## Data for this exercise

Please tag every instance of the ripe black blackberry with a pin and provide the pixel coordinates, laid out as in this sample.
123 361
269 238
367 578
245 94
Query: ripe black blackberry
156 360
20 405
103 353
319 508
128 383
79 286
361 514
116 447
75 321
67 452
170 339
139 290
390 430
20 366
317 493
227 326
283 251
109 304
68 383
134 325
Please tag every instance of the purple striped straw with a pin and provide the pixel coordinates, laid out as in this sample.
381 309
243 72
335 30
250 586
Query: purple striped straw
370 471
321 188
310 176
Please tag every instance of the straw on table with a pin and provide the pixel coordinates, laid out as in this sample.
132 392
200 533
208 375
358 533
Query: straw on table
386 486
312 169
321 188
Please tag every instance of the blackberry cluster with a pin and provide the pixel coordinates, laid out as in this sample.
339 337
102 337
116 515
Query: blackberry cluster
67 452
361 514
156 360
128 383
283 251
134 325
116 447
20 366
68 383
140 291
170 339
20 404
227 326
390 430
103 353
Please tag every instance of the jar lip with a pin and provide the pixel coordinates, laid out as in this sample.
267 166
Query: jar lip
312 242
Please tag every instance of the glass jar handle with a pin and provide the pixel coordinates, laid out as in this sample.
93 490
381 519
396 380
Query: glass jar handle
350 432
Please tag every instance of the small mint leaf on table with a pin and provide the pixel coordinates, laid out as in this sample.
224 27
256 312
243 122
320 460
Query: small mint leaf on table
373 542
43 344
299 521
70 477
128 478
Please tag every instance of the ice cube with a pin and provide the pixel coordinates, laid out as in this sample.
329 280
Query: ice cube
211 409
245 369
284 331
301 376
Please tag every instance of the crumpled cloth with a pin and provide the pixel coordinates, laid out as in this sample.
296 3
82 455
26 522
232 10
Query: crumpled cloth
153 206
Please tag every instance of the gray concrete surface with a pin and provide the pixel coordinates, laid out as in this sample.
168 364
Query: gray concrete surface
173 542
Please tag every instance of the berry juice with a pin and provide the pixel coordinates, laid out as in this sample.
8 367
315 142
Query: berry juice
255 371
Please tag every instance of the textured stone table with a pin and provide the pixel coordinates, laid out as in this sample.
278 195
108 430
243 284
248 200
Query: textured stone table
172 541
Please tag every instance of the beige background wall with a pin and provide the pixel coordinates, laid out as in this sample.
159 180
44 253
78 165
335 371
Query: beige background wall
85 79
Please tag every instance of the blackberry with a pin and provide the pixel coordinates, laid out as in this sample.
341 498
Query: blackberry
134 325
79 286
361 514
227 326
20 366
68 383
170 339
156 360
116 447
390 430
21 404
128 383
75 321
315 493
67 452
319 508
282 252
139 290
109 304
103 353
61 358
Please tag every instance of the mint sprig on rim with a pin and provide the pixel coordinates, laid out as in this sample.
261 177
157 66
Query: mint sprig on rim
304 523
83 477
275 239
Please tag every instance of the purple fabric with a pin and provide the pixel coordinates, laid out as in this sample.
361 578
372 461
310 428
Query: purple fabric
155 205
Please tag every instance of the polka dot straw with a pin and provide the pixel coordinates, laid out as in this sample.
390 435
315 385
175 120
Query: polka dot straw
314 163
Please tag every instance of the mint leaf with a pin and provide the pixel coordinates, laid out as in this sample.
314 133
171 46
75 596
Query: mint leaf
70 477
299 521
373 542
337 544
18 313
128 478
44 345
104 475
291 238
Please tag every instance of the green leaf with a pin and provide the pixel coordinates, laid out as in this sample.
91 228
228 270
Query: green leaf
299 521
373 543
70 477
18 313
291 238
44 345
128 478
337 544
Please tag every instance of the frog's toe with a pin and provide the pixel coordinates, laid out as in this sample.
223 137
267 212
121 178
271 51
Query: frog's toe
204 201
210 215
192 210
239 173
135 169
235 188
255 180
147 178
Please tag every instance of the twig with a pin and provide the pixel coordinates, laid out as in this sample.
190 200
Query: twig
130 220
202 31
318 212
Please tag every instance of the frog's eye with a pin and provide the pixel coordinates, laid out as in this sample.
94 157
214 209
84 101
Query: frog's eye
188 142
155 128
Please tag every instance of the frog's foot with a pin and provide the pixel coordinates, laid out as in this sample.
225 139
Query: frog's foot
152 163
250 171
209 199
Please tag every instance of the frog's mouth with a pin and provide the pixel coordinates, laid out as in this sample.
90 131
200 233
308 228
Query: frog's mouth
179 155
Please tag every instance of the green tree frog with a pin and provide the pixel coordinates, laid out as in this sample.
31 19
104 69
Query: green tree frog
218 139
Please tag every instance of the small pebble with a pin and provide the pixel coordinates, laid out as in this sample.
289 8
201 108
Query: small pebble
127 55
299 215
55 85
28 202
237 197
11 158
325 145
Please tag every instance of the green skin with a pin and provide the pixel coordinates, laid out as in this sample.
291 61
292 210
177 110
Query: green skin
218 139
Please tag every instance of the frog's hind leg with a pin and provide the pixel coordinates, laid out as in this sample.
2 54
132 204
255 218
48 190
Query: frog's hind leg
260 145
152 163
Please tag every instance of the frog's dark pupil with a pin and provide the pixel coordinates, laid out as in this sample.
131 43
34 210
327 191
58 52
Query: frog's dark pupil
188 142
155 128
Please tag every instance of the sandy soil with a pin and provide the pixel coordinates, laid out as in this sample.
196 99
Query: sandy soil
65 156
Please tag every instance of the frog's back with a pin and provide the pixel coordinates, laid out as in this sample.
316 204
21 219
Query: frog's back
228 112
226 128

## Task requirements
Rewrite every line from the one containing "Please tag every instance of the frog's eye" through the end of the items, inclusive. Scale each answer coordinate by 0.95 and round it to a whole number, with halves rounded up, leaving all other lines and numbers unchanged.

## Output of the exercise
Please tag every instance of the frog's eye with a pin and provide the pixel coordinates, laid out as in this sample.
94 157
214 209
84 101
Query: frog's eye
179 135
147 122
Please tag every instance of the frog's foot with a pin and provide the pixel coordinates, laid out as in this sample.
225 139
Query: frog's foot
144 155
238 162
199 189
Please tag every instance of the frog's mouth with a pin and provide the pixel coordinates, laid out as in this sample.
90 131
200 233
308 228
Query: frog's mouth
170 147
Please tag every instance of the green tree frog with a pin and provide the pixel coordinates, laid out as in this sample.
31 19
104 69
Query: green tree frog
207 132
Please tag every instance of the small pebble with a pin and provide the pixel coordinates, laid out as in this sample.
289 8
201 108
Query: small pebble
121 52
284 204
52 81
27 192
225 187
10 150
309 138
Please tag every instance of the green skin with a pin and provide the pixel coordinates, laid out as in this sample.
291 61
292 210
177 110
Query: green skin
207 132
Please tag every instance of the frog's hind leg with a pin and provide the pixel coordinates, laid out as in this sample.
2 54
132 204
255 218
48 190
Query: frog's hind leg
247 138
144 155
Please tag every instance of the frog's dark pupil with a pin and provide the pixel coordinates, laid out as in this sample.
131 43
34 210
327 191
58 52
Query: frog's dark pupil
179 135
147 122
Please tag every instance of the sandy soil with a pin and provide the pixel coordinates, laid out as in this sample.
196 99
Query: sandy soil
62 148
Please tag every instance of the frog's back with a pin and provide the pixel coordinates, laid out as in this sample.
316 204
21 219
Query: frog's back
217 106
215 122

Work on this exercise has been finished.